▸ **EXERCISE INSTRUCTIONS**
Below are the records. Restate word for word every line from the one that contains "Task: point to the gold honor" through the final line, both included.

———

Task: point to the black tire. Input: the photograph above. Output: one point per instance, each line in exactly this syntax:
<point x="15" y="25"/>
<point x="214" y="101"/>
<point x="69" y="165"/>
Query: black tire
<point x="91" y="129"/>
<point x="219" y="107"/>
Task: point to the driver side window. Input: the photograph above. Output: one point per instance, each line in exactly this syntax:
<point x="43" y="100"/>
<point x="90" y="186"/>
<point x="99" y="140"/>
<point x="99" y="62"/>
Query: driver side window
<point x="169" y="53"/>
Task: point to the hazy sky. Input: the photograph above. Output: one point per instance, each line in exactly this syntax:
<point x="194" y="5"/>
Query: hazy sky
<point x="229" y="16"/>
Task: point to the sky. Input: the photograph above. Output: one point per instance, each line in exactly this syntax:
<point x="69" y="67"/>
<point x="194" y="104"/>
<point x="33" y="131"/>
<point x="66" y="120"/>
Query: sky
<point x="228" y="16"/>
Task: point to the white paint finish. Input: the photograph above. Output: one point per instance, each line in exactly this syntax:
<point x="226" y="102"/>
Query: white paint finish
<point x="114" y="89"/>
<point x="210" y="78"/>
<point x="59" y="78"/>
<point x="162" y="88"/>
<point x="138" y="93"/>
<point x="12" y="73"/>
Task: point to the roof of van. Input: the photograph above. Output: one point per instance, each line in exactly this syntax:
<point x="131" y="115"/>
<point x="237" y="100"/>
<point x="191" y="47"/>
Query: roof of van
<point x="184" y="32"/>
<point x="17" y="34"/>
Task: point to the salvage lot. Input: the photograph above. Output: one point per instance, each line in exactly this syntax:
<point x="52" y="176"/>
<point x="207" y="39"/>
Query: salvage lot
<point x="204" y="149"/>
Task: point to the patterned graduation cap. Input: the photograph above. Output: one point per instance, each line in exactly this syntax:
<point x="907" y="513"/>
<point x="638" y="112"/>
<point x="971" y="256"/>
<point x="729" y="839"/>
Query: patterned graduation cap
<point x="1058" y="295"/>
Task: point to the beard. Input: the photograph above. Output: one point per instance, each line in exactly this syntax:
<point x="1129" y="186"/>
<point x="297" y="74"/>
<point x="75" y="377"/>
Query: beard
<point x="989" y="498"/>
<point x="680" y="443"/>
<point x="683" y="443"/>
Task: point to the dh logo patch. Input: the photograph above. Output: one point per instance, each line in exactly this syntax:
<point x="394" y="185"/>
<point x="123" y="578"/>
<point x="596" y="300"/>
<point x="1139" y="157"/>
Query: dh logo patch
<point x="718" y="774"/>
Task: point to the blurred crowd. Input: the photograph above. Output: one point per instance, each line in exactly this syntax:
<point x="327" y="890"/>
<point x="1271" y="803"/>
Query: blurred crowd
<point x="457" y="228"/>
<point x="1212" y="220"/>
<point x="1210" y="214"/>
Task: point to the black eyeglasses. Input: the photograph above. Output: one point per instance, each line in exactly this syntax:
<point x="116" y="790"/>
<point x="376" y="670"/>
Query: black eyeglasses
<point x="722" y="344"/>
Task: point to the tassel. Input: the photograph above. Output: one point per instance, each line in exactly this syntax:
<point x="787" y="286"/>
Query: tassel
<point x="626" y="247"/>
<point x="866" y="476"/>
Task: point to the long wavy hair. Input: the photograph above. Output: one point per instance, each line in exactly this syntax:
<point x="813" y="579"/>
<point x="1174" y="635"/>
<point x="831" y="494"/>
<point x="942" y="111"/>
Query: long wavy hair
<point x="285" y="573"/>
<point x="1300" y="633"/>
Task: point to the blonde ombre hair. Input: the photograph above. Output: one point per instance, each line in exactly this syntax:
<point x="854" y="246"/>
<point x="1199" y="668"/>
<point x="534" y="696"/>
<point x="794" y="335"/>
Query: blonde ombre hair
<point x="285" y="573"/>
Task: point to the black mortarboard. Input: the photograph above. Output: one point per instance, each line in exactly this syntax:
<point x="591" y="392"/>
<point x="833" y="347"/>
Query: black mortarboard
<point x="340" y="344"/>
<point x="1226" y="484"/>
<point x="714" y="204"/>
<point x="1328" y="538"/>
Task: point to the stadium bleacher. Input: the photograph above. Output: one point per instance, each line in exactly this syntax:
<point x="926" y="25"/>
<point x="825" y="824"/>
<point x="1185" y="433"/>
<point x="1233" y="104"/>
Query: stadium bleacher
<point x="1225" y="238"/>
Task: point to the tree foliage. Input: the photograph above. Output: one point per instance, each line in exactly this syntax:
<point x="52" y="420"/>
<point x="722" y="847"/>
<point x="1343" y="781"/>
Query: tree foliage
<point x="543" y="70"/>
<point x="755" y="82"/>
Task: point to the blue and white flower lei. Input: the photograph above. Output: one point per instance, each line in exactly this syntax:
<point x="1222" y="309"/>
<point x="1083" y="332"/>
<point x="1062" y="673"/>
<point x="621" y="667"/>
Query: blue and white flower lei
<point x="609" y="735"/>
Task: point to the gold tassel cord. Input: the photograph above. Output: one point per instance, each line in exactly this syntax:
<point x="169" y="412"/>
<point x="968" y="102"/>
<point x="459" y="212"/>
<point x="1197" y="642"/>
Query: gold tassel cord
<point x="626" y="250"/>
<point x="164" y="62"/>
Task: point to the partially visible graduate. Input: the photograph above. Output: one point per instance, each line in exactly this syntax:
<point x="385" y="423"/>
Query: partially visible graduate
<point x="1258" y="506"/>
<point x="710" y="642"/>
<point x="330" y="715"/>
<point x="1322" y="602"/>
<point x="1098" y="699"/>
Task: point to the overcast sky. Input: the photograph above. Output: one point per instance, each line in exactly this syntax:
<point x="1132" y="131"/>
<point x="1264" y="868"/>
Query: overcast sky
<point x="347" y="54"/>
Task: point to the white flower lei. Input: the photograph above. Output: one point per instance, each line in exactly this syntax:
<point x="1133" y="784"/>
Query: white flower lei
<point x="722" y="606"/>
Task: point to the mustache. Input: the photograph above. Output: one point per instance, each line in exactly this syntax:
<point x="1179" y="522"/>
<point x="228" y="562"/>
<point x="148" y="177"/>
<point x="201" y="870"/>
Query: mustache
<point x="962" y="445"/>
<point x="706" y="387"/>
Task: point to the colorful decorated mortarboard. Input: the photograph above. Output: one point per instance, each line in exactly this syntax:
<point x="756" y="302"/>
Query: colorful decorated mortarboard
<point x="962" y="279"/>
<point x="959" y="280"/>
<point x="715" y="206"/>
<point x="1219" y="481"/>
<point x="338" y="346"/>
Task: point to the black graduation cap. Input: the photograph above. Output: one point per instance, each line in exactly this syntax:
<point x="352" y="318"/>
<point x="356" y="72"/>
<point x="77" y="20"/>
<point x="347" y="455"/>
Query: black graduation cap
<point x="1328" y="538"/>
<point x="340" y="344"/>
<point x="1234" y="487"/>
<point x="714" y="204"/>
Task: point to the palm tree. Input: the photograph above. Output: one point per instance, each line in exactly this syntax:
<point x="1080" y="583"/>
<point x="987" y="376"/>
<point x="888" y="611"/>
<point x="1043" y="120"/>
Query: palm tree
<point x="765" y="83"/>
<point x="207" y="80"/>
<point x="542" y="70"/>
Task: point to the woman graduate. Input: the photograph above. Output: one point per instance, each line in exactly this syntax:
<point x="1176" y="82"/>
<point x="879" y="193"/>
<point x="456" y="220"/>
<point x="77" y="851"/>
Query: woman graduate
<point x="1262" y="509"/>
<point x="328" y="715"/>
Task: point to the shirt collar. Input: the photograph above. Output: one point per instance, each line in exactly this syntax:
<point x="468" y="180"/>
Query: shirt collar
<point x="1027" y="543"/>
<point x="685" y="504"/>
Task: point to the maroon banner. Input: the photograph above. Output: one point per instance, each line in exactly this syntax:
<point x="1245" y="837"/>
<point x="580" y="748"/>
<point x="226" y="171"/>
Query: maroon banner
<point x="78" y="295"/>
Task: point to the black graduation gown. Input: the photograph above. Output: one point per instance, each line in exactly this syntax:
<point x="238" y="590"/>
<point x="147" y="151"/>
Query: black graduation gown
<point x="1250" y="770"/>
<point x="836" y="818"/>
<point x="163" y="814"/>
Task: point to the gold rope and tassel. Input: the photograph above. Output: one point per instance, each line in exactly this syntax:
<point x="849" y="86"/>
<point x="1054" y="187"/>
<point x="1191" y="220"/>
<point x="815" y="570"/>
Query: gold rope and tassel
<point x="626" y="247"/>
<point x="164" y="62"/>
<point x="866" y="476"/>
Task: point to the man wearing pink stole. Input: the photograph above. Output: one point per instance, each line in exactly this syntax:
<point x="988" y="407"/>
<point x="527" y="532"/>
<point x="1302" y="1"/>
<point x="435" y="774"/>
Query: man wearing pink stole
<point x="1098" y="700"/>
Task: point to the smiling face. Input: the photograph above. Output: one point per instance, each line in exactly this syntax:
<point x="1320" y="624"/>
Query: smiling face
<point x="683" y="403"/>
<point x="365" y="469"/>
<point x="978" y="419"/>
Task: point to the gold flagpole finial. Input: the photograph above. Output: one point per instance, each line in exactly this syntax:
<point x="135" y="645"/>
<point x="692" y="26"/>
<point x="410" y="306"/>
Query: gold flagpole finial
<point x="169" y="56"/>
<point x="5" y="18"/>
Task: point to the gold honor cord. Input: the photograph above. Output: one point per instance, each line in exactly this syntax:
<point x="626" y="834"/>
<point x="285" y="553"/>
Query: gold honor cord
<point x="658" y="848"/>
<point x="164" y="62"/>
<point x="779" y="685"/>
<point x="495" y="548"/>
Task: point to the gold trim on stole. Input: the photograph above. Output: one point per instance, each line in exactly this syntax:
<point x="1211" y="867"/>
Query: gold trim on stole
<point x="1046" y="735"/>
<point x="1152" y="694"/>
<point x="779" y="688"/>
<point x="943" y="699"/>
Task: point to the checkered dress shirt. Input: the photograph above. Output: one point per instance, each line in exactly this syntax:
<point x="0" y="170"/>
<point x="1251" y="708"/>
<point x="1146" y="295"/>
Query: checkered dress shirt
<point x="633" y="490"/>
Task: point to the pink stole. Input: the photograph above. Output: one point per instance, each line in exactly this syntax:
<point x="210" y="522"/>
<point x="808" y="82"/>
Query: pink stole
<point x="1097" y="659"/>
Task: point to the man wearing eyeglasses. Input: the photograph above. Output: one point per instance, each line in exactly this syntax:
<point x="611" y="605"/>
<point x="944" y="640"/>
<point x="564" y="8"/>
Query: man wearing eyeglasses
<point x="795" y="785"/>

———

▸ **EXERCISE SOLUTION**
Task: point to the gold honor cord. Input: the photograph above. Output: one point per instance, each line in exactly this syntax:
<point x="626" y="834"/>
<point x="285" y="553"/>
Query: gold honor cord
<point x="658" y="848"/>
<point x="164" y="62"/>
<point x="779" y="685"/>
<point x="495" y="548"/>
Task: point to the gold trim on stole. Input: the photograph above. Output: one point per instance, each line in exactly this syntax:
<point x="1211" y="867"/>
Query: gold trim on stole
<point x="1046" y="735"/>
<point x="1152" y="694"/>
<point x="779" y="688"/>
<point x="943" y="699"/>
Task: point to the checkered dress shirt. Input: the photograph above. Output: one point per instance, each line in exactly this syntax:
<point x="0" y="170"/>
<point x="1251" y="708"/>
<point x="1146" y="295"/>
Query: checkered dress shirt
<point x="633" y="490"/>
Task: point to the pink stole. Input: the photograph above. Output: one point per instance, each line in exactly this syntax:
<point x="210" y="522"/>
<point x="808" y="82"/>
Query: pink stole
<point x="1097" y="659"/>
Task: point to the man wearing eyeglasses. Input: the photograph above. Output: one point per instance, each line in exactly this syntax:
<point x="611" y="605"/>
<point x="944" y="640"/>
<point x="564" y="8"/>
Query: man wearing eyeglasses
<point x="795" y="785"/>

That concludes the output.